* _EXERCISE OBJECTIVE_: Please transcribe every record below exactly as written.

* _EXERCISE DATA_:
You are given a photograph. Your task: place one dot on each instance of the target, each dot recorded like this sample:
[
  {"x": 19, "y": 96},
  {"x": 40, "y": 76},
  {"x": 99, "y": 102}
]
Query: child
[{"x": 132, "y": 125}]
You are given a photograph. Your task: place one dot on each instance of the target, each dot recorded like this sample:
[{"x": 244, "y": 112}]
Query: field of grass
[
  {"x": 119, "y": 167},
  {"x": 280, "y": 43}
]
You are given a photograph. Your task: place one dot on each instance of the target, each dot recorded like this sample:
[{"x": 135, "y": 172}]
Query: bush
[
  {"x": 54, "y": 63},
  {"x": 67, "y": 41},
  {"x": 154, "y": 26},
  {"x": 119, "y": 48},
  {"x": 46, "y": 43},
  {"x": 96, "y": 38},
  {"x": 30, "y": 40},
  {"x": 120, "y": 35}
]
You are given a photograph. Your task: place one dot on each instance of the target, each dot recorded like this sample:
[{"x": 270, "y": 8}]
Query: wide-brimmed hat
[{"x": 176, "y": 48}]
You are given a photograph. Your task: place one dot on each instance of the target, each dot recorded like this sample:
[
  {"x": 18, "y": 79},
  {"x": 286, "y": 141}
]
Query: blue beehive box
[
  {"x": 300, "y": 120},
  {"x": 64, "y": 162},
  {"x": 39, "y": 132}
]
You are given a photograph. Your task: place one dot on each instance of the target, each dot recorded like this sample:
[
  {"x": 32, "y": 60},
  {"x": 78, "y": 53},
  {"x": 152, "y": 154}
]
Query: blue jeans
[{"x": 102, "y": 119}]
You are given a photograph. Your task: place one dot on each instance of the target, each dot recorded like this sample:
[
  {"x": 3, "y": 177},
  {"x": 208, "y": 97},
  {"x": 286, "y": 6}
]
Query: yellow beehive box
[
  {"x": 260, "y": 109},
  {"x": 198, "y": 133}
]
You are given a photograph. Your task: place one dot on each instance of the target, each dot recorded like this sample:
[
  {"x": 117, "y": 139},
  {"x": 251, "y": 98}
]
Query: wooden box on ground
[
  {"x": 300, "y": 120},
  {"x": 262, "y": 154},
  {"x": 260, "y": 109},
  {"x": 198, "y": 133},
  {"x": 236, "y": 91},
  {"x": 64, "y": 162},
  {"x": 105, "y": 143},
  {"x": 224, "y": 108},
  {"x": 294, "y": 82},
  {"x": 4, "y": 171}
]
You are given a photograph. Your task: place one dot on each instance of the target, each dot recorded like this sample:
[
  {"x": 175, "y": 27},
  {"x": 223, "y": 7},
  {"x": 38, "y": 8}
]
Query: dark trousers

* _EXERCISE SOLUTION_:
You are given a photograph. Your task: place one dot on each instance of the target, each dot recorded like this sample:
[
  {"x": 19, "y": 96},
  {"x": 40, "y": 76},
  {"x": 99, "y": 102}
]
Query: child
[{"x": 132, "y": 125}]
You are given a photograph. Your task: place one dot on each instance of the target, each dot recorded like this sample:
[{"x": 244, "y": 112}]
Query: field of grass
[
  {"x": 119, "y": 167},
  {"x": 280, "y": 43}
]
You are given a photograph. Your task: place one dot on each instance of the target, each dot recorded like this sample:
[{"x": 135, "y": 172}]
Query: bush
[
  {"x": 54, "y": 63},
  {"x": 67, "y": 41},
  {"x": 154, "y": 26},
  {"x": 119, "y": 48},
  {"x": 46, "y": 43},
  {"x": 96, "y": 38},
  {"x": 30, "y": 40},
  {"x": 120, "y": 35}
]
You are given a photograph. Your task: place one dot on each instance of the target, each dot recorded like this sample:
[{"x": 270, "y": 8}]
Query: wide-brimmed hat
[{"x": 176, "y": 48}]
You are given a photograph. Your task: place one dot on each instance of the target, each dot recorded like this sample:
[
  {"x": 18, "y": 79},
  {"x": 286, "y": 141}
]
Query: blue beehive box
[
  {"x": 300, "y": 120},
  {"x": 64, "y": 162},
  {"x": 39, "y": 132}
]
You are given a photograph. Your task: place one dot on each instance of the target, each dot recorded like this sample:
[
  {"x": 32, "y": 60},
  {"x": 78, "y": 53},
  {"x": 152, "y": 154}
]
Query: blue jeans
[{"x": 102, "y": 119}]
You are given a photograph. Your task: place one dot on each instance of the target, each dot recorded like this sample:
[
  {"x": 3, "y": 177},
  {"x": 208, "y": 97},
  {"x": 286, "y": 6}
]
Query: yellow beehive box
[
  {"x": 260, "y": 109},
  {"x": 198, "y": 133}
]
You are given a photograph. Your task: place one dot on each instance of the target, each dot recorded like this sample:
[
  {"x": 117, "y": 139},
  {"x": 251, "y": 98}
]
Query: wooden box on ground
[
  {"x": 300, "y": 120},
  {"x": 262, "y": 154},
  {"x": 260, "y": 109},
  {"x": 198, "y": 133},
  {"x": 236, "y": 91},
  {"x": 64, "y": 162},
  {"x": 105, "y": 143},
  {"x": 224, "y": 108},
  {"x": 294, "y": 82},
  {"x": 4, "y": 171}
]
You are given a photograph. Your task: place one dot on each instance of the target, each dot recorded like this sample:
[
  {"x": 175, "y": 27},
  {"x": 223, "y": 7},
  {"x": 38, "y": 8}
]
Query: dark trousers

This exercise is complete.